§ **WHAT THE TASK ASKS**
Answer these from the passage on spent coffee grounds:
1. According to the International Coffee Organization, how much coffee was consumed in Europe in 2015/16?
2. Which greenhouse gas is given off as the grounds break down?
3. What do a handful of companies convert the grounds into?

:: PASSAGE TO READ

According to the International Coffee Organization (ICO) over 3 million tonnes of coffee was consumed in Europe in 2015/16. However, recycling and composting of spent grounds has yet to go mainstream, so nearly 500,000 tonnes ends up in UK landfill every year – and this is not the end of the journey by any means. Residual compounds in the spent coffee grounds accumulate in landfill and have been shown to pose a health risk to both humans and aquatic organisms. In addition, methane, a potent greenhouse gas, is emitted as the grounds breakdown.
With food waste an increasingly pressing issue, innovative techniques to deal with ubiquitous waste products are being developed. Yet, despite all the coffeehouses and coffee drunk in the UK, the issue of spent coffee grounds, has remained largely untouched.
There have been moves to utilise the grounds, with a handful of companies converting them into biofuels, fertilizers, vermicompost and even furniture. This process of adding value to a waste product is an important first step in altering our perspective on what we label ‘waste’. Viewed through a permaculture lens, spent coffee grounds are a by-product and valuable resource that has yet to fulfil a function; if they are permitted to escape the system as an unused output, they would be, more aptly, a ‘pollutant’. Instead, the coffee bean’s linear journey from seedling to landfill via the café, is diverted back into the community, closing the loop.

::::
:: PROVIDED INFORMATION

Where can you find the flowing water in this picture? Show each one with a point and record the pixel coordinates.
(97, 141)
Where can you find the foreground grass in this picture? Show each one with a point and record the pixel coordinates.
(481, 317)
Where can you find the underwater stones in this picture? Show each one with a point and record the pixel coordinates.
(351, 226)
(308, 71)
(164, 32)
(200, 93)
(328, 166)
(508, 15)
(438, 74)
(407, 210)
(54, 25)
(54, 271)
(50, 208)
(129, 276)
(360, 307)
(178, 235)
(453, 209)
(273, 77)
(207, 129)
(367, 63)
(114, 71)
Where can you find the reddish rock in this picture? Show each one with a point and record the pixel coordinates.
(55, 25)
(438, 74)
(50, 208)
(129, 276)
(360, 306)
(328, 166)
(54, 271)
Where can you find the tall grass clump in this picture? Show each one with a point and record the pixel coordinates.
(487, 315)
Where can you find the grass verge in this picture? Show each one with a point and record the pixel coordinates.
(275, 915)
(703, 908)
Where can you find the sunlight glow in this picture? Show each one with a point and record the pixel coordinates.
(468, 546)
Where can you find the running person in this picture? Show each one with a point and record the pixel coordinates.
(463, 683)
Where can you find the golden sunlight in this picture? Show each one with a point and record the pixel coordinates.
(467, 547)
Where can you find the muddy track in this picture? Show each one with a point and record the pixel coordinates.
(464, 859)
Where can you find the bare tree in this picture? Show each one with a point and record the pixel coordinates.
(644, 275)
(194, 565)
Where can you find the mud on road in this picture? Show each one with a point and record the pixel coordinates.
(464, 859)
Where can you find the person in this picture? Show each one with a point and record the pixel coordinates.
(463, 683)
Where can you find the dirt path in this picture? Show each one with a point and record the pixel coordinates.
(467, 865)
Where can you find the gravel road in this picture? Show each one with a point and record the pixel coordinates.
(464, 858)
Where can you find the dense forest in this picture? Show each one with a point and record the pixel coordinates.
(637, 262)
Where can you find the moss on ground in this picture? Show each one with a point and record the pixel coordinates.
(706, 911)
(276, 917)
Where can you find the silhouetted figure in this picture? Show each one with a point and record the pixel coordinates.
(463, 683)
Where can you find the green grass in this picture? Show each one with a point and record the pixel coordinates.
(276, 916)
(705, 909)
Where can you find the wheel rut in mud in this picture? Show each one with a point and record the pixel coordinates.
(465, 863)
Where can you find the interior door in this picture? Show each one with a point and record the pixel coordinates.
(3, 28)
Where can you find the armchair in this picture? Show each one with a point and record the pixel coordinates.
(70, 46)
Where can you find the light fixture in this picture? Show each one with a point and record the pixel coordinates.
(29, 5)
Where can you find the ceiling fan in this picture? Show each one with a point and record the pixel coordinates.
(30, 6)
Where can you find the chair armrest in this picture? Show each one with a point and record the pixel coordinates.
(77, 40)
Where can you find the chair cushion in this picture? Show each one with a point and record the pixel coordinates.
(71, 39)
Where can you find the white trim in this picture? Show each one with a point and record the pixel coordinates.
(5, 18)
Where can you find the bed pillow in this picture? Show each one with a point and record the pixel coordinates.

::::

§ **OUTPUT OF THE TASK**
1. Over 3 million tonnes.
2. Methane.
3. Biofuels, fertilizers, vermicompost and even furniture.